- THE EXERCISE -
Rescale the point coordinates from the line that contains "Camera-trap tagging: put a point on every instance of the window" through the end of the records. Reproduce every line of that span in full, changing only the x, y pairs: multiply each value by 0.85 and round it to a whole number, with halves rounding up.

- EXERCISE MATERIALS -
____
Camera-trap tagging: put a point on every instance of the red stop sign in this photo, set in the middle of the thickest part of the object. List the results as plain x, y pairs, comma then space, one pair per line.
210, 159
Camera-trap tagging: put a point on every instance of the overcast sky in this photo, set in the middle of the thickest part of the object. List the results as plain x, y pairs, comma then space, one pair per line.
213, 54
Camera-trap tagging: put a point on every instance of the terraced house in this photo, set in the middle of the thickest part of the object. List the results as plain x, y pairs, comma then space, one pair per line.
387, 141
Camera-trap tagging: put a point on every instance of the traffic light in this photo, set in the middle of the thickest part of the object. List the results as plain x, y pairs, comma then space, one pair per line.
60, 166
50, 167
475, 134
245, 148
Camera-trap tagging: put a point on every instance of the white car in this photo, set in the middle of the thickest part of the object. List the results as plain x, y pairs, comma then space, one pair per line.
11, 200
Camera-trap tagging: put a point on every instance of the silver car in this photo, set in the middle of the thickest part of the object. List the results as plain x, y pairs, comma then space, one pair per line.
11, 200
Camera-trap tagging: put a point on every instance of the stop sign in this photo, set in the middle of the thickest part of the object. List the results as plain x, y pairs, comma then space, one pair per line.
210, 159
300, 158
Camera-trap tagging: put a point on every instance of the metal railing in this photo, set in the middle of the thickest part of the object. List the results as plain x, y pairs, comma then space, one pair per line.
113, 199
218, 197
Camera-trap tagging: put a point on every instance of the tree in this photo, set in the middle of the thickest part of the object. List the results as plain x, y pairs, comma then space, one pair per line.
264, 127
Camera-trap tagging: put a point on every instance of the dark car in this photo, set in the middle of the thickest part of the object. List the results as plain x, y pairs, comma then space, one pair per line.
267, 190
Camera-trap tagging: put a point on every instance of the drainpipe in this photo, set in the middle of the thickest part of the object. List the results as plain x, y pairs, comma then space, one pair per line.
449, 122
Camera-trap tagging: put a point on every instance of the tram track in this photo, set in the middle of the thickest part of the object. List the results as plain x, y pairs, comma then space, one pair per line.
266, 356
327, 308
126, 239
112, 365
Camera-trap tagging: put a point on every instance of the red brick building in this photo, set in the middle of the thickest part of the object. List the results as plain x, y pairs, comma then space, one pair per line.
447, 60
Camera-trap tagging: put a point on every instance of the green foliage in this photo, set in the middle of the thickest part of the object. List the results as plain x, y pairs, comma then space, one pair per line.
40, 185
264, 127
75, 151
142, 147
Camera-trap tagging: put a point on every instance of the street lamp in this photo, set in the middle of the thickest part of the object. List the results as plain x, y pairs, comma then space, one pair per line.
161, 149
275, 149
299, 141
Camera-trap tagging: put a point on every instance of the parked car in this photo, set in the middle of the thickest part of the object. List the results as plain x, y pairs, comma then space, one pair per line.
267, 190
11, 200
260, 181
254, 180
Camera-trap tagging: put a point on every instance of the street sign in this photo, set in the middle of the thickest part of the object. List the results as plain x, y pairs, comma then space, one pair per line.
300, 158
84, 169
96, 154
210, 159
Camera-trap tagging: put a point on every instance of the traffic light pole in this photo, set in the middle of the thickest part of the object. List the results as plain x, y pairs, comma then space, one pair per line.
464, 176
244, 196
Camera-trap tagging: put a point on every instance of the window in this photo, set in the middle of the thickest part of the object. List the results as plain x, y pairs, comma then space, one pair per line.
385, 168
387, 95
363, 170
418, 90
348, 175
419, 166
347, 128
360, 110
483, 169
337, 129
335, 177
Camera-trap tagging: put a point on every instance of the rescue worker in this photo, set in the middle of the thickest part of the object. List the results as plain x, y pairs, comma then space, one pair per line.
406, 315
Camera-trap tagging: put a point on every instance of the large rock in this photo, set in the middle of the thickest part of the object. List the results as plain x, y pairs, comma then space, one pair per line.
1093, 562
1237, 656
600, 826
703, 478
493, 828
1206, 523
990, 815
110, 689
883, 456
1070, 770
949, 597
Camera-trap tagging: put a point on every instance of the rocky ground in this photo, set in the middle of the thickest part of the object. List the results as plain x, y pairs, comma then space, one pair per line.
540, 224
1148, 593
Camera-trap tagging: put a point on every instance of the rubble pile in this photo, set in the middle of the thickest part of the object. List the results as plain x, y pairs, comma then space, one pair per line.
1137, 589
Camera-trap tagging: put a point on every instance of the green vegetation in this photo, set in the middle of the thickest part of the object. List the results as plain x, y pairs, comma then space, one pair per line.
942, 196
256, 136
____
- EXERCISE RESULT -
Camera-trap tagging: put a point on every instance of the window in this photo, set in the middle of the thickest part of the object. List the results as plain x, y pairs, comma then space, one pair per line.
327, 143
329, 81
309, 145
355, 77
296, 149
356, 141
295, 109
306, 94
411, 144
286, 110
285, 150
Camera-trap tagging: put a point on every instance of the rescue worker in this photo, set in the middle of the thickest part of the object. List the results as plain x, y pairs, comma then space, one pair per line.
345, 268
Camera-trap tagging: put a point on every instance of the large rock in this photo, set in the middle of the thickest part of the object. List the results as plain x, y pairs, comma then space, one pair per line.
929, 478
1051, 558
510, 702
598, 406
419, 704
1025, 445
842, 693
94, 586
751, 388
910, 655
807, 507
Camera-trap tagging: put a point on every instance of the rocky ground in this photo, set in the middle of the thickest part of the object. List the results as plain x, y pairs, comma then space, one pair per line.
459, 190
976, 504
Camera-trap tagging: put a point on every instance of the rubble pile in this photo, set in the middle of the thickest part of the object. List the results as plain x, y pairs, comma then space, one pair per line.
966, 501
Camera-trap tagging: put a point on every instance of the green vegetation in this photo, set in the middle of the thickest part of the object. List the results as plain x, y pairs, comma then space, one pair per line.
801, 167
218, 116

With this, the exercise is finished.